**EXERCISE**
Reproduce the rows below with every occurrence of "Trace the outline" replaced by "Draw the boundary", leaving all other text unchanged.

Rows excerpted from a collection
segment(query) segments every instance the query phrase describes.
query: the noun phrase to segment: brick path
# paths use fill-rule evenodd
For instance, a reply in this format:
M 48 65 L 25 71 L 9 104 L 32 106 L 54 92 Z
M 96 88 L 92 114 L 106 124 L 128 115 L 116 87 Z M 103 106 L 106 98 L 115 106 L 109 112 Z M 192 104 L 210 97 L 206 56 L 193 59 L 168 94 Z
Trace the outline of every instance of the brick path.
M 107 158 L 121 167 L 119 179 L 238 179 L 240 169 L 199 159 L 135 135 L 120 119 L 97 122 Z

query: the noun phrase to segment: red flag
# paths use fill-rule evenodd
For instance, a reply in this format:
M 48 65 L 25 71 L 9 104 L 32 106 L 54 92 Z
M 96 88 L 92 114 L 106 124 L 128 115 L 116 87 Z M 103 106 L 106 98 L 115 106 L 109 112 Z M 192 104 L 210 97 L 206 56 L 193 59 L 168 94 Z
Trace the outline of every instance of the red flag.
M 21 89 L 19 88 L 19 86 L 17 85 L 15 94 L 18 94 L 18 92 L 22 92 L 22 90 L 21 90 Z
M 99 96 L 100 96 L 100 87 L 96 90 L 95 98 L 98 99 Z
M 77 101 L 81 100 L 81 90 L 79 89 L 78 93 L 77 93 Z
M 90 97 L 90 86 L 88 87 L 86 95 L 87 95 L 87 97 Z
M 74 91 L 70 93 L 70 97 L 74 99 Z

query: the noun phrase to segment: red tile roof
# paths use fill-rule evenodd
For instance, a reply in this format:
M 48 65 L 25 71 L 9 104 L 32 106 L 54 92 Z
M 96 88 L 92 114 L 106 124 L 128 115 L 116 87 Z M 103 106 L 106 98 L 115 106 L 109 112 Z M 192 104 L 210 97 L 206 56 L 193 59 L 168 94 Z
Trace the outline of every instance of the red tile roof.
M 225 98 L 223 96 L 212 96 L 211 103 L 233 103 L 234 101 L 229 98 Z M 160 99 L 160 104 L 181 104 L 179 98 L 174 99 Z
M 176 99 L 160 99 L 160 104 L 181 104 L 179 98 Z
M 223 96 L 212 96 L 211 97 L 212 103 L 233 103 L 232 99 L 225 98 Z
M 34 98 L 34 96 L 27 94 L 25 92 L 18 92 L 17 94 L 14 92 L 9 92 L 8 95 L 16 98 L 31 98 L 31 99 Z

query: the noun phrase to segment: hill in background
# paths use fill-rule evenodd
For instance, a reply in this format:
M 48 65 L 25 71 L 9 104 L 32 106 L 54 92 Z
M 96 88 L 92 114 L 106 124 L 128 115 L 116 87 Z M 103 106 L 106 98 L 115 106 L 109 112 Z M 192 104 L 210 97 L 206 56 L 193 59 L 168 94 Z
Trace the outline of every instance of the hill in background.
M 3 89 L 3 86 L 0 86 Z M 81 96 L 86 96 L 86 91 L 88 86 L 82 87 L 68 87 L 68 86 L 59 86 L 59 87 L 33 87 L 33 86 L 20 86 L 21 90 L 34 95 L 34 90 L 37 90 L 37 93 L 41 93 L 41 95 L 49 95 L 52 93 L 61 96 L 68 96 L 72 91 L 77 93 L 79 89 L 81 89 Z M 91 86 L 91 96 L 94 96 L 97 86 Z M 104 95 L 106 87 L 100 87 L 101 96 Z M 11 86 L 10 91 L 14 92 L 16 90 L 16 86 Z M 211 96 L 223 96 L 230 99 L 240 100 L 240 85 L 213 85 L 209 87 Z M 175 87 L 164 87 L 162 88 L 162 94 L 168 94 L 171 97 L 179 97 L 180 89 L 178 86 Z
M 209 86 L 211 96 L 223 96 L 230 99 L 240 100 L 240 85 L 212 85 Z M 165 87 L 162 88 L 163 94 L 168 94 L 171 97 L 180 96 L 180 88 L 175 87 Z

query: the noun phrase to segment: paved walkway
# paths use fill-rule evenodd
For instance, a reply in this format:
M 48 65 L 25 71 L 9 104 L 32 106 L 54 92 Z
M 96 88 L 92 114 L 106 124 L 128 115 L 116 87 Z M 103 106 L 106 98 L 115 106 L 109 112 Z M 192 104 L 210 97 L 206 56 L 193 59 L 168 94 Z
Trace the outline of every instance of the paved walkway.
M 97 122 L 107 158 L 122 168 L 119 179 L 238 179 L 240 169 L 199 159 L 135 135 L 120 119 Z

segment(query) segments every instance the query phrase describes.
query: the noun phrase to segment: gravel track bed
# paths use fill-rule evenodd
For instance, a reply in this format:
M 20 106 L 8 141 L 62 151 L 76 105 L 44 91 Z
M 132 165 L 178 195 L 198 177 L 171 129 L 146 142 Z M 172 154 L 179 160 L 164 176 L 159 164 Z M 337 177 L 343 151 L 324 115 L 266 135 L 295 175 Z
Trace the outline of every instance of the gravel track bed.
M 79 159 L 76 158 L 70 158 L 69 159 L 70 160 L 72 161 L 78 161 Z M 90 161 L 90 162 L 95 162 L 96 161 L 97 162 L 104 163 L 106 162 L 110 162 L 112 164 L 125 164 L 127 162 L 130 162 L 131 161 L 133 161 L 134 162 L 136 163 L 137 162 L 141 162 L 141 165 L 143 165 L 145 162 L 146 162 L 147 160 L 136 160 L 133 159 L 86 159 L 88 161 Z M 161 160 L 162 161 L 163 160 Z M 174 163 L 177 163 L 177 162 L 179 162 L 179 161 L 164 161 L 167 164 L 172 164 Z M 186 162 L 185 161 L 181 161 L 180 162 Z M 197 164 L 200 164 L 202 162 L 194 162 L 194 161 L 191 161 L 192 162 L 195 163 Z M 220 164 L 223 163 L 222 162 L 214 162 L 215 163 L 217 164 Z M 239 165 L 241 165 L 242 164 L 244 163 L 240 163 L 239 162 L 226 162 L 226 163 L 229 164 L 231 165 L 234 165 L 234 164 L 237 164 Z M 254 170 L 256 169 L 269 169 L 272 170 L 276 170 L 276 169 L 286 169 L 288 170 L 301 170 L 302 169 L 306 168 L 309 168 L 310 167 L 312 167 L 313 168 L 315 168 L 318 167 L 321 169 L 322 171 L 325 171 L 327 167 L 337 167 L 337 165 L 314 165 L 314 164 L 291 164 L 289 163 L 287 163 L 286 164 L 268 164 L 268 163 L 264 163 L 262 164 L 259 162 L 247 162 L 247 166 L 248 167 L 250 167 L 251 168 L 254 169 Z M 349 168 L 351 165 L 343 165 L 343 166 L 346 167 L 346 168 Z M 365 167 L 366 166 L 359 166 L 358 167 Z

**EXERCISE SOLUTION**
segment(query) segments every instance the query phrase describes.
query: the noun phrase to segment: brick path
# paths use fill-rule evenodd
For instance, a reply in this format:
M 48 65 L 25 71 L 9 104 L 32 106 L 54 92 Z
M 96 88 L 92 114 L 106 124 L 128 115 L 116 87 Z M 103 106 L 106 98 L 115 106 L 109 112 Z M 192 104 L 210 97 L 206 56 L 193 59 L 168 94 Z
Draw the boundary of every instance of the brick path.
M 107 158 L 121 167 L 119 179 L 238 179 L 240 169 L 199 159 L 135 135 L 120 119 L 97 122 Z

query: the noun phrase to segment: red flag
# paths use fill-rule evenodd
For instance, a reply in this format:
M 48 65 L 25 71 L 9 104 L 32 106 L 54 92 Z
M 96 88 L 92 114 L 106 124 L 128 115 L 116 87 Z M 103 106 L 106 98 L 115 106 L 109 112 Z M 192 104 L 210 97 L 206 56 L 193 59 L 168 94 Z
Draw the boundary of every instance of the red flag.
M 21 89 L 19 88 L 19 86 L 17 85 L 15 94 L 18 94 L 18 92 L 22 92 L 22 90 L 21 90 Z
M 99 96 L 100 96 L 100 87 L 96 90 L 95 98 L 98 99 Z
M 77 101 L 81 100 L 81 90 L 79 89 L 78 93 L 77 93 Z
M 90 97 L 90 86 L 88 87 L 86 95 L 87 95 L 87 97 Z
M 74 91 L 70 93 L 70 97 L 74 99 Z

query: the noun phrase to segment: red tile roof
# paths use fill-rule evenodd
For instance, a reply in this format:
M 48 65 L 25 71 L 9 104 L 32 106 L 54 92 Z
M 96 88 L 92 114 L 106 124 L 128 115 L 116 87 Z M 103 106 L 106 98 L 115 106 L 109 112 Z M 192 104 L 210 97 L 206 56 L 193 59 L 168 94 Z
Draw the boundary of every instance of the red tile roof.
M 225 98 L 223 96 L 212 96 L 211 103 L 233 103 L 234 101 L 229 98 Z M 160 99 L 160 104 L 181 104 L 179 98 L 174 99 Z
M 176 99 L 160 99 L 160 104 L 181 104 L 179 98 Z
M 223 96 L 212 96 L 211 97 L 212 103 L 233 103 L 232 99 L 225 98 Z
M 34 98 L 34 96 L 27 94 L 25 92 L 18 92 L 17 94 L 14 92 L 9 92 L 8 95 L 16 98 L 31 98 L 31 99 Z

query: the noun phrase to segment: hill in background
# paths use fill-rule evenodd
For instance, a reply in this format:
M 48 65 L 25 71 L 9 104 L 32 106 L 54 92 Z
M 96 88 L 92 114 L 106 124 L 128 115 L 116 87 Z M 103 106 L 106 98 L 115 106 L 109 112 Z M 192 104 L 210 97 L 206 56 L 193 59 L 168 94 Z
Draw the boundary of every instance of the hill in background.
M 3 89 L 3 86 L 0 86 Z M 81 96 L 86 96 L 86 91 L 88 86 L 82 87 L 68 87 L 68 86 L 59 86 L 59 87 L 33 87 L 33 86 L 20 86 L 21 90 L 34 95 L 34 90 L 37 90 L 37 93 L 41 93 L 41 95 L 49 95 L 52 93 L 61 96 L 68 96 L 72 91 L 77 93 L 79 89 L 81 89 Z M 91 86 L 91 96 L 94 96 L 97 86 Z M 104 95 L 106 87 L 100 87 L 101 96 Z M 11 86 L 10 91 L 14 92 L 16 90 L 16 86 Z M 211 96 L 223 96 L 230 99 L 240 100 L 240 85 L 213 85 L 209 87 Z M 175 87 L 164 87 L 162 88 L 162 94 L 168 94 L 171 97 L 179 97 L 180 89 L 178 86 Z
M 209 86 L 211 96 L 223 96 L 230 99 L 240 100 L 240 85 L 212 85 Z M 165 87 L 162 88 L 163 94 L 168 94 L 171 97 L 180 96 L 180 88 L 175 87 Z

query: the noun phrase to segment: paved walkway
# paths use fill-rule evenodd
For instance, a reply in this format:
M 48 65 L 25 71 L 9 104 L 32 106 L 54 92 Z
M 96 88 L 92 114 L 106 124 L 128 115 L 116 87 Z M 103 106 L 106 98 L 115 106 L 109 112 Z M 192 104 L 210 97 L 206 56 L 193 59 L 168 94 Z
Draw the boundary of every instance of the paved walkway.
M 97 122 L 107 158 L 122 168 L 119 179 L 238 179 L 240 169 L 199 159 L 135 135 L 120 119 Z

segment(query) segments every instance the query phrase describes.
query: the noun phrase to segment: gravel track bed
# paths use fill-rule evenodd
For instance, a reply in this format:
M 20 106 L 8 141 L 62 151 L 76 105 L 44 91 Z
M 132 165 L 178 195 L 198 177 L 171 129 L 146 142 Z M 172 154 L 179 160 L 164 176 L 159 164 Z M 337 177 L 343 151 L 324 115 L 266 135 L 295 175 Z
Draw the boundary of every instance of the gravel track bed.
M 79 159 L 76 158 L 70 158 L 69 159 L 70 160 L 72 161 L 78 161 Z M 90 161 L 90 162 L 95 162 L 96 161 L 97 162 L 104 163 L 106 162 L 110 162 L 112 164 L 125 164 L 127 162 L 130 162 L 131 161 L 133 161 L 134 162 L 136 163 L 137 162 L 141 162 L 141 165 L 143 165 L 145 162 L 146 162 L 147 160 L 136 160 L 133 159 L 86 159 L 88 161 Z M 161 160 L 162 161 L 163 160 Z M 174 163 L 177 163 L 177 162 L 179 162 L 179 161 L 164 161 L 167 164 L 172 164 Z M 186 162 L 185 161 L 181 161 L 180 162 Z M 197 164 L 200 164 L 202 162 L 194 162 L 194 161 L 191 161 L 192 162 L 195 163 Z M 220 164 L 223 163 L 222 162 L 214 162 L 215 163 L 217 164 Z M 239 165 L 241 165 L 242 164 L 244 163 L 240 163 L 239 162 L 226 162 L 226 163 L 229 164 L 231 165 L 234 165 L 234 164 L 237 164 Z M 254 170 L 256 169 L 269 169 L 272 170 L 276 170 L 276 169 L 286 169 L 288 170 L 301 170 L 302 169 L 306 168 L 309 168 L 310 167 L 312 167 L 313 168 L 315 168 L 318 167 L 321 169 L 322 171 L 325 171 L 327 167 L 337 167 L 337 165 L 314 165 L 314 164 L 291 164 L 289 163 L 287 163 L 286 164 L 268 164 L 268 163 L 264 163 L 262 164 L 259 162 L 247 162 L 247 166 L 248 167 L 250 167 L 251 168 L 254 169 Z M 349 168 L 351 165 L 343 165 L 343 166 L 346 167 L 346 168 Z M 365 167 L 366 166 L 359 166 L 358 167 Z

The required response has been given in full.